- Objective
Shift every coordinate in the answers by -36 and write out again the lines from the one containing "Target: sea" through the last line, with the requests included. Leave the pictures out.

- Part of a data file
<<<<
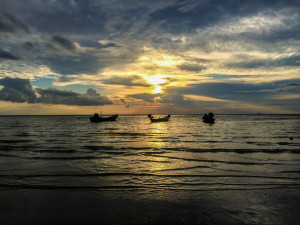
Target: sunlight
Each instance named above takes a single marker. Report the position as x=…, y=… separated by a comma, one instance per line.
x=157, y=89
x=156, y=79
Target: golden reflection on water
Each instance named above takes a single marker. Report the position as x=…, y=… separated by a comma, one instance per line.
x=158, y=141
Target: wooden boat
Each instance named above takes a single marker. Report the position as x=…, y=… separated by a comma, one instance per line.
x=97, y=118
x=160, y=119
x=208, y=118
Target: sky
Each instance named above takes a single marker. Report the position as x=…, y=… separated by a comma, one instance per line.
x=139, y=57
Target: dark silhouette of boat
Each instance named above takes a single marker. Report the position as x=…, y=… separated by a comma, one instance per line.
x=209, y=118
x=160, y=119
x=97, y=118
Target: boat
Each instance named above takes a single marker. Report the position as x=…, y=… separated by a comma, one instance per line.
x=208, y=118
x=97, y=118
x=160, y=119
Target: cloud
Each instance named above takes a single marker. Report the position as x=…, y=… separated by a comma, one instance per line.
x=191, y=67
x=17, y=90
x=133, y=80
x=20, y=90
x=291, y=61
x=9, y=55
x=145, y=96
x=246, y=92
x=82, y=63
x=10, y=24
x=64, y=42
x=55, y=96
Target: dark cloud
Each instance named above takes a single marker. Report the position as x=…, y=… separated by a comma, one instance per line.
x=9, y=23
x=20, y=90
x=28, y=45
x=55, y=96
x=17, y=90
x=64, y=42
x=82, y=63
x=9, y=55
x=258, y=63
x=133, y=80
x=124, y=102
x=96, y=44
x=259, y=93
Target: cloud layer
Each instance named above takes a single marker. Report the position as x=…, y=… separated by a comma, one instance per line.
x=21, y=90
x=246, y=51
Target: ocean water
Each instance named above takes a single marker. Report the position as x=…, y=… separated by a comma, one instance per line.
x=244, y=169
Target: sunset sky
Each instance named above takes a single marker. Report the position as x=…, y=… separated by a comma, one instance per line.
x=152, y=56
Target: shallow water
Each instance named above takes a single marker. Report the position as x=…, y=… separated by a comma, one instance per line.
x=244, y=169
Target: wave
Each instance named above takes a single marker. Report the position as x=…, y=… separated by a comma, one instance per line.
x=128, y=174
x=245, y=187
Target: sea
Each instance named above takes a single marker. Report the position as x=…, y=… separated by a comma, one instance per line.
x=243, y=169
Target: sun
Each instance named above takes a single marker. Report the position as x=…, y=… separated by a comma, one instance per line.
x=157, y=89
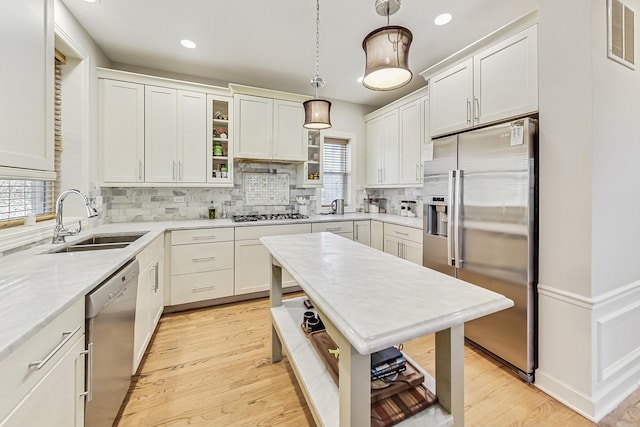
>>>>
- Task response
Target: sea
Each instance named above takes a single marker. Report the position as x=…, y=… separated by a comma, one instance per line.
x=207, y=133
Target: sun
Each instance named above takes a single marker. Report the position as x=…, y=… separated by a comma, one instance per line.
x=121, y=53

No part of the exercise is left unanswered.